>>>
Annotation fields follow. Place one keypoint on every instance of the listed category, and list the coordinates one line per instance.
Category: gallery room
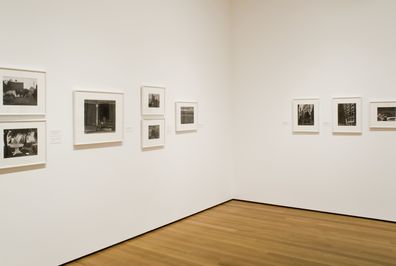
(198, 132)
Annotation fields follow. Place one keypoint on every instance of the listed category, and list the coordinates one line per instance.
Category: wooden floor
(241, 233)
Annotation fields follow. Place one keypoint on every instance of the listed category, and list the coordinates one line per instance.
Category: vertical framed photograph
(24, 143)
(306, 115)
(153, 133)
(186, 116)
(23, 92)
(383, 114)
(347, 115)
(153, 100)
(98, 117)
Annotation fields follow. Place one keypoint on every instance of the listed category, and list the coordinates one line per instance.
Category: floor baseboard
(311, 210)
(181, 219)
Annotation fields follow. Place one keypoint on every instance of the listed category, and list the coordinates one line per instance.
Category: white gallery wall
(284, 49)
(87, 199)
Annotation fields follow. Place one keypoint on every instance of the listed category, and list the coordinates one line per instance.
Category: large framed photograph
(186, 116)
(23, 92)
(383, 114)
(306, 115)
(153, 133)
(98, 117)
(24, 143)
(153, 100)
(347, 115)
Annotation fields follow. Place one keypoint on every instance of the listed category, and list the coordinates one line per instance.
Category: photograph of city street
(19, 91)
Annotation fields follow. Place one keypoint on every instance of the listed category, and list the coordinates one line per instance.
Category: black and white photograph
(19, 91)
(386, 114)
(347, 114)
(306, 114)
(23, 92)
(187, 115)
(24, 143)
(20, 142)
(383, 115)
(99, 116)
(154, 132)
(154, 100)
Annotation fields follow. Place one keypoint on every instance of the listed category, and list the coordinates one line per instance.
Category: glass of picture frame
(383, 114)
(306, 115)
(186, 116)
(153, 133)
(153, 100)
(347, 115)
(24, 92)
(98, 117)
(24, 143)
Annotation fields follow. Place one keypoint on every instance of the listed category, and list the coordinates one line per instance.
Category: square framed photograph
(153, 100)
(186, 116)
(347, 115)
(98, 117)
(24, 143)
(23, 92)
(153, 133)
(306, 115)
(383, 114)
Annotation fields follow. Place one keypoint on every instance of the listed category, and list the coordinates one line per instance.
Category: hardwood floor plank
(243, 233)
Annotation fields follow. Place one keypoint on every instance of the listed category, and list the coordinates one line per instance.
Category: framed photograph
(186, 116)
(347, 115)
(24, 143)
(306, 115)
(153, 100)
(383, 114)
(23, 92)
(98, 117)
(153, 133)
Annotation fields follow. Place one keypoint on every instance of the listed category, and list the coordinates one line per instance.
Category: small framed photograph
(153, 133)
(383, 114)
(347, 115)
(98, 117)
(153, 100)
(306, 115)
(23, 92)
(24, 143)
(186, 116)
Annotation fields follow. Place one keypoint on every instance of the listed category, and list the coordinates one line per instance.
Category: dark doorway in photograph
(306, 114)
(347, 114)
(154, 132)
(20, 142)
(19, 91)
(154, 100)
(386, 114)
(187, 115)
(99, 116)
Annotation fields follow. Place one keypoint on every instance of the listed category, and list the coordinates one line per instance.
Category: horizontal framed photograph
<<<
WHAT TO WORK ON: The final stretch of the listing, from the line containing "Category: dark doorway in photograph" through its last line, both included, is to be output exactly and by itself.

PROBLEM SOLUTION:
Category: dark doorway in photograph
(306, 114)
(347, 114)
(154, 132)
(20, 142)
(19, 91)
(154, 100)
(386, 114)
(187, 115)
(99, 116)
Annotation fields follow. Place one keypoint on every instance of the listed category, and list the coordinates one line per instance.
Category: horizontal framed photograph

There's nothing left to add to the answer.